* _WHAT IS REQUIRED_: Copy out exactly the lines below that run from the one holding "of the thin" to the one holding "of the misty", keeping both of those lines and no others.

DATA START

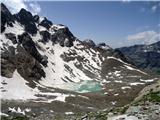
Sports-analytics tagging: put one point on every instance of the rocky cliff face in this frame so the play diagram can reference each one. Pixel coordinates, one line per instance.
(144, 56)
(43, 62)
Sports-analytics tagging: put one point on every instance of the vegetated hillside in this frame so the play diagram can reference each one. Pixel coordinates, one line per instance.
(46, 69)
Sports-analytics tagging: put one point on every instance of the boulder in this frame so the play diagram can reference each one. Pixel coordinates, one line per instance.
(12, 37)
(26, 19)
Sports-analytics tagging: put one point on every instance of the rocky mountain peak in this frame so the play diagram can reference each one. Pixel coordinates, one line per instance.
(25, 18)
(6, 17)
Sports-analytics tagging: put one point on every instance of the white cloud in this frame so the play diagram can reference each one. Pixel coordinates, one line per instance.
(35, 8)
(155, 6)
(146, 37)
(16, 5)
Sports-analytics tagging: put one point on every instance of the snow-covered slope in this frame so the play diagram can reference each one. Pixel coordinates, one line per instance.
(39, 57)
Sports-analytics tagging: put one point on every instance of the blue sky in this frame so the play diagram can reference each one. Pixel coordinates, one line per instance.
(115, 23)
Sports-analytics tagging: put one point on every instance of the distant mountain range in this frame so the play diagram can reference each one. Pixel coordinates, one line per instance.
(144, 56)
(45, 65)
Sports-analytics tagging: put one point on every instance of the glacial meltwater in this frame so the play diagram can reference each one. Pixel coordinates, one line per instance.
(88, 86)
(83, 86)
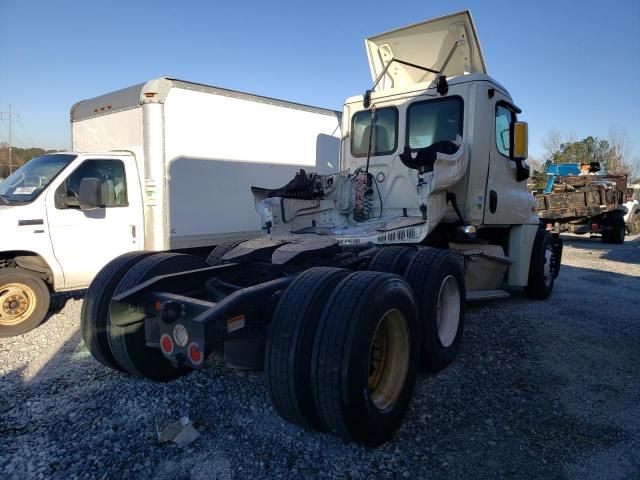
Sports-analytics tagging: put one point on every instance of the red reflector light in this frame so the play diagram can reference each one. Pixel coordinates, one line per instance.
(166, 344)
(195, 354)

DATA END
DATA START

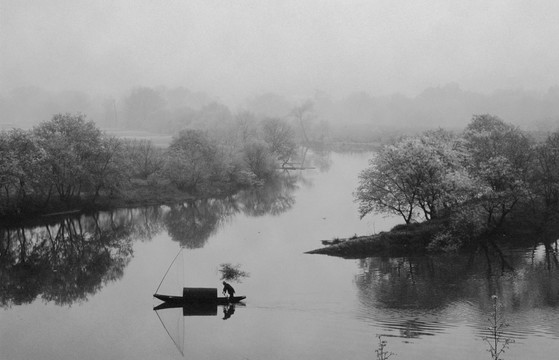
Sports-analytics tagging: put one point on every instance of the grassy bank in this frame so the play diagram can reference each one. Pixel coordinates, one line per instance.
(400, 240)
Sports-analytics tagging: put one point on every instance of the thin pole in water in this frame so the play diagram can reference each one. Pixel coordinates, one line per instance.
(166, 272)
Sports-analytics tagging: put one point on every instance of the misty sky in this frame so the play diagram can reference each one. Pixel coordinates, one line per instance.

DATA END

* _YOUR RESPONSE_:
Sports-analytics tagging: put one point on every instance of the thin pole in water in this frame so the play diagram can reference each one. Pixel coordinates, one line per instance.
(166, 272)
Sports-analytics tagging: put one point on every instance of the misty sky in this frame so the play diagram can reference each one. Pixel coordinates, one line per instance.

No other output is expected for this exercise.